Written request A »
Copy the part of the records that opens with the line containing "Drop a pin on every instance of the mountain" and closes with the line containing "x=422, y=129", both lines included, word for word.

[Passage shown start]

Abstract:
A radial optical data interchange packaging comprises a central core; a plurality of central core photo transceivers emerging from an exterior side surface of the central core; a mother board coupled to the central core, wherein the mother board is perpendicularly oriented below and abutting the central core; a plurality of retention slots on the mother board, wherein the retention slots radially extend away from the central core; and a plurality of cards held by the retention slots, wherein each of the plurality of cards comprises a set of card photo transceivers that optically communicate with the central core photo transceivers.

Description:
BACKGROUND 
     The present disclosure relates to the field of computers, and specifically to computers having multiple circuit boards. Still more particularly, the present disclosure relates to communicatively coupling circuit boards in a computer system. 
     BRIEF SUMMARY 
     In one embodiment of the present disclosure, a radial optical data interchange packaging comprises a central core; a plurality of central core photo transceivers emerging from an exterior side surface of the central core; a mother board coupled to the central core, wherein the mother board is perpendicularly oriented below and abutting the central core; a plurality of retention slots on the mother board, wherein the retention slots radially extend away from the central core; and a plurality of cards held by the retention slots, wherein each of the plurality of cards comprises a set of card photo transceivers that optically communicate with the central core photo transceivers. 
     In one embodiment of the present disclosure, an optical rack comprises a first mother board and a second mother board, wherein the first mother board is inter-coupled to the second mother board by a first central core and a second central core, and wherein the first mother board is perpendicularly oriented below and abutting the first central core and the second mother board is perpendicularly oriented below and abutting the second central core; a plurality of central core photo transceivers emerging from exterior side surfaces of the first and second central cores; a plurality of retention slots on the first and second mother boards, wherein the retention slots radially extend away from the first and second central cores; and a plurality of cards held by the retention slots, wherein each of the plurality of cards comprises a set of card photo transceivers that optically communicate with the central core photo transceivers on the first and second central cores.

[Passage shown end]
[Provided material start]

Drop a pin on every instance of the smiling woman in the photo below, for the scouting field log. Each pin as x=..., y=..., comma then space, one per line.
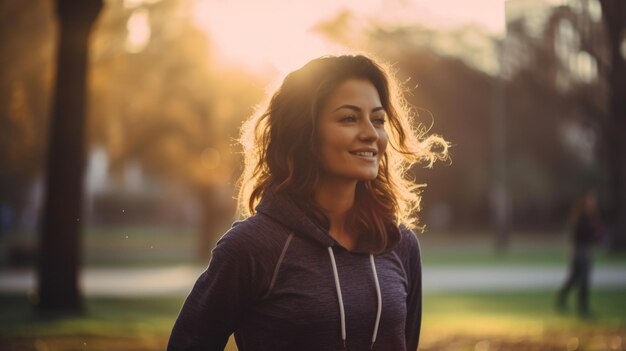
x=326, y=260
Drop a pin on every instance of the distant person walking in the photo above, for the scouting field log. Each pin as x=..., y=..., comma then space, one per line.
x=586, y=232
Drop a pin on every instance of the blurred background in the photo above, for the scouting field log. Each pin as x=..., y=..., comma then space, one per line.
x=530, y=93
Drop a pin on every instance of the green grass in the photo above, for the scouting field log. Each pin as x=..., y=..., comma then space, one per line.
x=160, y=246
x=449, y=319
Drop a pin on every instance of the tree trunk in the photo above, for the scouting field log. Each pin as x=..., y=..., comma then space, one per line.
x=614, y=17
x=59, y=247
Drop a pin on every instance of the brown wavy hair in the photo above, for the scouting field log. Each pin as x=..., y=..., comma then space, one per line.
x=279, y=144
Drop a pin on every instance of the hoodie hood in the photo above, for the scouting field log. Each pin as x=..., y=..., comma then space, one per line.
x=280, y=207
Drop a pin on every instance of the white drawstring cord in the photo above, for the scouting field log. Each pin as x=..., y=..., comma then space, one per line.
x=379, y=298
x=342, y=313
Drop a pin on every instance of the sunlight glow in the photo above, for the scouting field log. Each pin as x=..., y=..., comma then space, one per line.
x=279, y=35
x=138, y=27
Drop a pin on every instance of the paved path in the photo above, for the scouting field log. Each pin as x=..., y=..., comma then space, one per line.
x=178, y=280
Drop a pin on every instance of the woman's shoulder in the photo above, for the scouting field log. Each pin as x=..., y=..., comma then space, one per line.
x=257, y=233
x=409, y=244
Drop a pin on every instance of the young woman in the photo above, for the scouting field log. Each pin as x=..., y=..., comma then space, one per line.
x=326, y=260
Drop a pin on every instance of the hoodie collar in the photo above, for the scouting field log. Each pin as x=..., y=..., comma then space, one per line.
x=280, y=207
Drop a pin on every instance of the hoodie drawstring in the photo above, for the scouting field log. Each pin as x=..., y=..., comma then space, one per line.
x=380, y=300
x=342, y=312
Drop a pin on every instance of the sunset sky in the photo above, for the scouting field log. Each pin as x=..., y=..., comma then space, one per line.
x=277, y=34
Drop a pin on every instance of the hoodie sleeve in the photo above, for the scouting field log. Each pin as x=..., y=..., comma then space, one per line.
x=413, y=266
x=221, y=295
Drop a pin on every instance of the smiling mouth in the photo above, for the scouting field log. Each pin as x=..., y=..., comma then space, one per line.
x=364, y=153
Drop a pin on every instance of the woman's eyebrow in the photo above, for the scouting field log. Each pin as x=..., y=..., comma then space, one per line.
x=358, y=109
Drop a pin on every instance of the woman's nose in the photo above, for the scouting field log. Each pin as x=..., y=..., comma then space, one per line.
x=368, y=131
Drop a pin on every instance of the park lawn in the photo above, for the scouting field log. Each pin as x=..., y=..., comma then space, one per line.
x=143, y=246
x=452, y=321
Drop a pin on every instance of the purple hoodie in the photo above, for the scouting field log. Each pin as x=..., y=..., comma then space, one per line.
x=280, y=282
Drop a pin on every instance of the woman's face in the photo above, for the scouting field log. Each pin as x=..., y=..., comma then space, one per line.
x=351, y=133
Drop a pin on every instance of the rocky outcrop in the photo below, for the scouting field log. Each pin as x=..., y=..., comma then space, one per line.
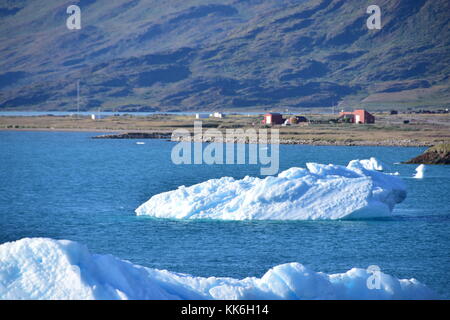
x=438, y=154
x=135, y=135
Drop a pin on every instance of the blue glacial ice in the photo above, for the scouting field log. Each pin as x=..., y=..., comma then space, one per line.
x=358, y=191
x=40, y=268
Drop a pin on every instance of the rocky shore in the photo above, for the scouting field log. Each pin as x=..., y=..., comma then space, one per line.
x=439, y=154
x=281, y=140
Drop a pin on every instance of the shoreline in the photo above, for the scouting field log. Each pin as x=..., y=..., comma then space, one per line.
x=420, y=130
x=109, y=135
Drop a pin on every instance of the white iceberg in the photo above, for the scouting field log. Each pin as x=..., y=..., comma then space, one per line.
x=420, y=171
x=317, y=192
x=39, y=268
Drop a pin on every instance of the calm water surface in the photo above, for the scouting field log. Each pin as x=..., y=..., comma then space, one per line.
x=67, y=186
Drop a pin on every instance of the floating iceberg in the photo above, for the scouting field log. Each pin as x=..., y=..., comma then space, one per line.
x=420, y=171
x=38, y=268
x=318, y=192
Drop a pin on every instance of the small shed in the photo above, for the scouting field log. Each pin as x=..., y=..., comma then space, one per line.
x=358, y=116
x=201, y=116
x=273, y=118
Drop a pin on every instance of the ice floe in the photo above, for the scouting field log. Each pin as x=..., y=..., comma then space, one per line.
x=40, y=268
x=318, y=191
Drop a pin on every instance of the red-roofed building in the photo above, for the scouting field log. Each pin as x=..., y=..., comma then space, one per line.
x=273, y=118
x=359, y=116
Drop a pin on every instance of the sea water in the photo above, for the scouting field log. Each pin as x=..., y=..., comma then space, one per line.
x=65, y=185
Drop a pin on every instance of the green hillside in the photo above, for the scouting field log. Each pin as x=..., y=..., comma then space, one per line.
x=193, y=55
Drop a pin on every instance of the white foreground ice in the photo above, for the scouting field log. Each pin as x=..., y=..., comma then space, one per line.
x=39, y=268
x=320, y=191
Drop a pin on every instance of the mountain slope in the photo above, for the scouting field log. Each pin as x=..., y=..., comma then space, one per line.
x=191, y=55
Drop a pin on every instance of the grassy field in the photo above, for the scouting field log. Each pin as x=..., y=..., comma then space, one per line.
x=422, y=129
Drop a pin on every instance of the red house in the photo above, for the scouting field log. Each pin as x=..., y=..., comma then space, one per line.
x=273, y=118
x=359, y=116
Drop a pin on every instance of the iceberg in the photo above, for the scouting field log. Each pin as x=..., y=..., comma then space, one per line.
x=41, y=268
x=357, y=191
x=420, y=171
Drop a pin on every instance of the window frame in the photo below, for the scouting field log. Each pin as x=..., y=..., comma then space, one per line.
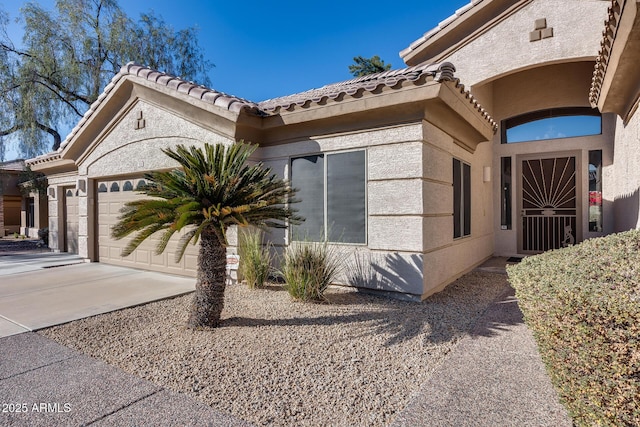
x=464, y=202
x=549, y=113
x=325, y=198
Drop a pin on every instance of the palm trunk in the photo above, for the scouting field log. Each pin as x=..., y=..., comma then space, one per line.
x=208, y=300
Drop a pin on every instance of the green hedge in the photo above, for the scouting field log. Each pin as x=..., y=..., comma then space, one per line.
x=583, y=306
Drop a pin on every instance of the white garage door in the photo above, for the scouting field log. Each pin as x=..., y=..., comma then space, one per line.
x=111, y=196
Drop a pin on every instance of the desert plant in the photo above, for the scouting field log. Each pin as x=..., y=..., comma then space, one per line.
x=215, y=188
x=308, y=268
x=255, y=258
x=583, y=305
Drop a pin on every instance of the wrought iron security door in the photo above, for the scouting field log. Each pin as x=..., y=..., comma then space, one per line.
x=549, y=204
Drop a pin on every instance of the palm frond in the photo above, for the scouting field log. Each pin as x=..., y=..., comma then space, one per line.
x=214, y=188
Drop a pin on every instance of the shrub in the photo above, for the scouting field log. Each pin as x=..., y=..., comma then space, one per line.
x=583, y=306
x=308, y=268
x=255, y=258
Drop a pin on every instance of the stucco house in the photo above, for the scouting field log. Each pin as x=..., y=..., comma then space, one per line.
x=10, y=197
x=487, y=143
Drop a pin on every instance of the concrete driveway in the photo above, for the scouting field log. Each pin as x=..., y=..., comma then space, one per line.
x=41, y=290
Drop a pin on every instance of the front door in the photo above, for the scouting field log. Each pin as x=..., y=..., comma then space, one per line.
x=71, y=218
x=548, y=203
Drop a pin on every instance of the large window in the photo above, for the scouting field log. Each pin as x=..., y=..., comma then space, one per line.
x=552, y=124
x=461, y=199
x=332, y=193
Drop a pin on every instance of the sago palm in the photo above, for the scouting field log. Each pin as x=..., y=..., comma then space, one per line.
x=214, y=189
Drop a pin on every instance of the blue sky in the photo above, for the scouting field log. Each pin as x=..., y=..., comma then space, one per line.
x=264, y=49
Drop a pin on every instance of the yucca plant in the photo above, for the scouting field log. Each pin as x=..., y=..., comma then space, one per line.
x=308, y=268
x=255, y=258
x=214, y=189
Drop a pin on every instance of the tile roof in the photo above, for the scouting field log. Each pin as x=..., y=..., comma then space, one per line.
x=369, y=83
x=417, y=75
x=602, y=61
x=12, y=165
x=220, y=99
x=441, y=26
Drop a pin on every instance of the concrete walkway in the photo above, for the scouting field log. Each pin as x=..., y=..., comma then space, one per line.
x=52, y=385
x=494, y=377
x=37, y=293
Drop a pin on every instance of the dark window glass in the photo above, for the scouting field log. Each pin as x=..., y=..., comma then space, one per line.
x=461, y=199
x=595, y=190
x=332, y=194
x=505, y=193
x=552, y=124
x=307, y=176
x=31, y=212
x=466, y=189
x=457, y=198
x=346, y=193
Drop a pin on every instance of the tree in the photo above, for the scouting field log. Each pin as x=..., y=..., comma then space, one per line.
x=68, y=56
x=214, y=189
x=365, y=66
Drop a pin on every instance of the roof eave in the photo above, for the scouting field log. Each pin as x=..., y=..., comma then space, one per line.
x=614, y=87
x=453, y=30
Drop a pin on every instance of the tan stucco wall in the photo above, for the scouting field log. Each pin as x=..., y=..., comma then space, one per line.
x=625, y=174
x=550, y=86
x=410, y=242
x=122, y=150
x=505, y=47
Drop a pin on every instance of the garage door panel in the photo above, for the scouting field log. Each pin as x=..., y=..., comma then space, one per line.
x=144, y=257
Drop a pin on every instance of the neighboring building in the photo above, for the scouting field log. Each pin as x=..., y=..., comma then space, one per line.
x=19, y=213
x=10, y=197
x=415, y=177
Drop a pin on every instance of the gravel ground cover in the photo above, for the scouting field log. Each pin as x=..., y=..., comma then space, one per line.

[Provided material end]

Written request B »
According to the patent text, how is the mother board oriented relative to the central core in the radial optical data interchange packaging?

Solution A »
Drop a pin on every instance of the mountain slope in the photo above, for the scouting field log. Each pin as x=..., y=..., comma then space, one per line.
x=191, y=55
Drop a pin on every instance of the grassy field in the photo above, for the scouting field log. Each pin as x=..., y=..., comma then space, one per line.
x=422, y=129

Solution B »
It is perpendicularly oriented below and abutting the central core.